Dataset entries:
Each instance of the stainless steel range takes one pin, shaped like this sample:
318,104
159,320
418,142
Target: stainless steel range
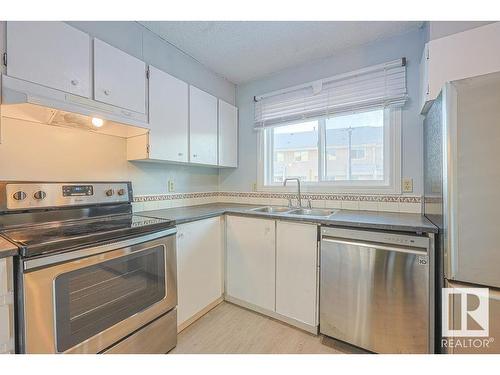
91,276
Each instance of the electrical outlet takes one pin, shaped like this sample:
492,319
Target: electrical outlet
407,185
171,186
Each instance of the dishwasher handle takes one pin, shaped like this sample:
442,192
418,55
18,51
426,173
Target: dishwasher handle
375,245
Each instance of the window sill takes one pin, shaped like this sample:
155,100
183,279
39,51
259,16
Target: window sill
330,189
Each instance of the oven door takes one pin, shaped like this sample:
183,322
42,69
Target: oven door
86,300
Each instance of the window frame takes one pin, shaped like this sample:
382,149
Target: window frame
392,162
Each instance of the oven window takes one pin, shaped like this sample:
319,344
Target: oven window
91,299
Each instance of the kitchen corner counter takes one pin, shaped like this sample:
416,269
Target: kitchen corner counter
7,249
346,218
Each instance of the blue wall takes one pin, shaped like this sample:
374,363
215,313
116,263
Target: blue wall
408,45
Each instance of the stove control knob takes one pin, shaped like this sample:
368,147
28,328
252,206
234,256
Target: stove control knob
19,195
39,195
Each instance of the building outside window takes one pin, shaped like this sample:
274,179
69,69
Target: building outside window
339,134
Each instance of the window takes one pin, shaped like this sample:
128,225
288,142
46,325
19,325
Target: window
336,153
338,134
358,141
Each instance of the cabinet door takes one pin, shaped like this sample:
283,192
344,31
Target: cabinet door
168,117
199,266
228,135
119,79
202,127
250,253
297,271
463,55
52,54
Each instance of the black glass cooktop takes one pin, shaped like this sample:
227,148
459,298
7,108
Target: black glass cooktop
66,235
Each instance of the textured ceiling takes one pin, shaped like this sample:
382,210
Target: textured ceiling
245,50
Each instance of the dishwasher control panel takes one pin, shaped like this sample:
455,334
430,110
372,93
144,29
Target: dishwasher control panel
387,238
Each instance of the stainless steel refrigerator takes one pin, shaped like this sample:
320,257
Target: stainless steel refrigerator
462,197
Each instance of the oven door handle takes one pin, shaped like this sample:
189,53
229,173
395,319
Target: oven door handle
94,250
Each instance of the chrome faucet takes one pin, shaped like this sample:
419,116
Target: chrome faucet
299,196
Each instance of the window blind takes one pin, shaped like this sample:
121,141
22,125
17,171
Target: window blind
376,86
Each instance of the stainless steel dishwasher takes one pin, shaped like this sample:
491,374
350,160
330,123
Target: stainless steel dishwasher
376,290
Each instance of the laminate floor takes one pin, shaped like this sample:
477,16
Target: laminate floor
230,329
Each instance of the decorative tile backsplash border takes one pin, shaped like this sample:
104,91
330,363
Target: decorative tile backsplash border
392,203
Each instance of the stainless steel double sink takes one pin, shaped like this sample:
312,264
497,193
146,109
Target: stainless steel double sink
317,212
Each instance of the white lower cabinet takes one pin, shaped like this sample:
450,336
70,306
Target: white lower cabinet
251,254
272,266
297,271
200,262
6,306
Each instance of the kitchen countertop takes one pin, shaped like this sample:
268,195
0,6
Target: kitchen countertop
6,248
347,218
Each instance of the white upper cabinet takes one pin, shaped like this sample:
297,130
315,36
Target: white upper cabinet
51,54
228,135
119,79
463,55
202,127
168,117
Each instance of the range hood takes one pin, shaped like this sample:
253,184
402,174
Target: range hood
27,101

What the exercise asks:
Write out the full listing verbatim, excluding its pictures.

Solution below:
Each instance of the stainless steel range takes one pin, shaped like this sample:
318,104
159,320
418,142
Target: stainless steel range
91,276
Each instance of the electrical outlet takes one pin, shaped like this sample:
492,319
Target: electrical outlet
407,185
171,186
Each instance of the dishwasher handle takes one pin, shaped like this sample:
442,192
418,55
18,51
426,173
Target: dishwasher handle
375,245
Each instance of the window sill takes one pin, shaped like this sample:
155,100
183,279
39,51
259,16
Target: window sill
330,189
Each instance of the oven door takes one pin, shaped like this sample:
183,322
42,69
Target: oven door
86,300
Each instance of the window frame takes one pin, shaped like this sample:
382,149
Target: window frame
392,162
Each instance of the oven window takes one pin, shaped like this sample:
319,344
Target: oven window
91,299
Each instance of the kitchen corner counter takes one pin, shaped like this sample:
416,269
Target: kitchen corner counter
7,249
346,218
Each instance of the blue wall takes one pin, shaped like this sample:
374,363
215,313
116,263
Target: blue wall
408,45
Each instance of the stove control knob takes one pin, shaped like this sample:
368,147
28,328
252,206
234,256
Target: stove control knob
19,195
39,195
Each instance of the building outside window takes one pin, shaped like this sample:
274,179
69,69
Target: building outside window
339,134
Each instance of the window takes one pin, shaped like this sample:
128,225
288,142
46,325
19,325
Target: window
336,153
338,134
358,141
Each instance of the cabinet door takes one pin, shaped like this sample:
283,192
344,31
Target: cabinet door
168,117
199,266
228,135
119,79
202,127
250,253
297,271
463,55
52,54
Each instance of the black glass cooktop takes one pin, shaped like this sample:
227,148
459,298
7,108
Target: black glass cooktop
66,235
Each instance of the textured ceiling takes one pin, shaped like this sample:
382,210
Target: textured ceiling
245,50
Each instance of the dishwasher control panel takes one pin, shaped like this sample:
455,334
430,110
372,93
144,29
Target: dishwasher control panel
387,238
Each instance of the stainless steel refrigerator takes one pin, shaped like this sample:
320,257
Target: stainless steel refrigerator
462,197
Each instance of the oven door handle takes one pin, shaped like this sample:
189,53
229,173
395,319
Target: oven door handle
94,250
Each instance of the chrome faucet takes one pin, shaped like this sample:
419,116
Target: chrome faucet
299,196
Each instance of the window blind takes one pin, shaped like this sample:
121,141
22,125
17,171
Target: window blind
376,86
Each instance of the stainless steel dishwasher takes one pin, shaped like this sample:
491,374
350,160
330,123
Target: stainless steel dishwasher
376,290
Each instance of the laminate floor takes one pin, shaped like this sample:
477,16
Target: laminate floor
230,329
Each instance of the decorative tile backsplash border takes one pin, shaped like this sample:
104,91
330,363
Target: decorative tile backsplash border
392,203
Each instance of the stainless steel double sink takes one pin, shaped like this sample:
312,264
497,193
146,109
Target: stainless steel double sink
317,212
Each instance of the white lower cabinet takes one pin, shaped like this sample:
450,336
70,306
Target: white lower cabinet
251,254
272,266
297,271
200,262
6,306
Each instance of the kitchen countertop takes one pin, shaped like this sample:
268,195
0,6
Target: kitchen countertop
6,248
347,218
Each instance of the white upper cabinet takes one pin, shaped like this sample:
297,130
315,36
Target: white upper cabinet
51,54
228,135
119,79
463,55
202,127
168,117
Each instance of the range hood takes one pin, shaped like this sample:
253,184
402,174
Target: range hood
27,101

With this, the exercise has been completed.